**What is required:** Copy the rows below word for word, starting at the beginning of the rows and ending with the line that contains "pixel 267 43", with both ends included. Leave out the pictures.

— START OF Material for the task —

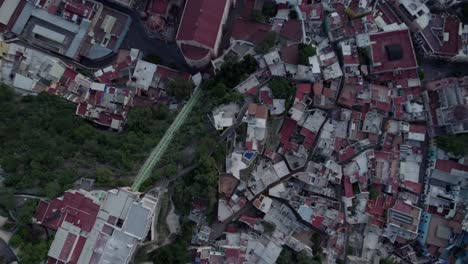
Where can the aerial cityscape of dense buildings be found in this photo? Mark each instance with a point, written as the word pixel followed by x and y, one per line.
pixel 343 125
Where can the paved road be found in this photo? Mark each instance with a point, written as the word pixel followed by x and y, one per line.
pixel 158 151
pixel 137 38
pixel 435 70
pixel 6 254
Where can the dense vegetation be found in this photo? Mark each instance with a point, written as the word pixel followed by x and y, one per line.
pixel 456 144
pixel 46 147
pixel 283 89
pixel 179 88
pixel 27 238
pixel 209 154
pixel 267 43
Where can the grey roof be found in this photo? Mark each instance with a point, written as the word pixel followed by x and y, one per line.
pixel 443 232
pixel 118 202
pixel 137 220
pixel 441 178
pixel 118 249
pixel 78 30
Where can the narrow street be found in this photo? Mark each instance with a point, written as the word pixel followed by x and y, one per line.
pixel 138 39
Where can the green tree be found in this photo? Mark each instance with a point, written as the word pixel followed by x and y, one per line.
pixel 26 255
pixel 179 88
pixel 270 9
pixel 268 42
pixel 25 213
pixel 306 51
pixel 52 189
pixel 286 257
pixel 16 241
pixel 282 89
pixel 7 201
pixel 269 227
pixel 103 176
pixel 293 14
pixel 219 89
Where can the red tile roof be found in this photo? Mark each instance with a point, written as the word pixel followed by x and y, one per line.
pixel 292 29
pixel 193 52
pixel 201 21
pixel 303 89
pixel 347 153
pixel 317 221
pixel 402 207
pixel 250 31
pixel 418 129
pixel 448 165
pixel 74 208
pixel 266 98
pixel 159 6
pixel 290 54
pixel 413 186
pixel 287 130
pixel 348 188
pixel 67 246
pixel 380 43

— END OF Material for the task —

**Solved problem:**
Where can the aerial cityscape of dense buildings be found in this photo? Mark each instance with a point, written as the word pixel followed by x and y, one per line.
pixel 343 125
Where can the paved road be found in this photo? Mark each instance with a point, written as the word pixel followed by x and y, one per line.
pixel 158 151
pixel 137 38
pixel 435 70
pixel 6 254
Where can the dense vegetation be found in this photo? Mark each instance with a point, written as the word pixel followed by x and y, one per line.
pixel 456 144
pixel 46 147
pixel 283 89
pixel 179 88
pixel 27 238
pixel 209 154
pixel 267 43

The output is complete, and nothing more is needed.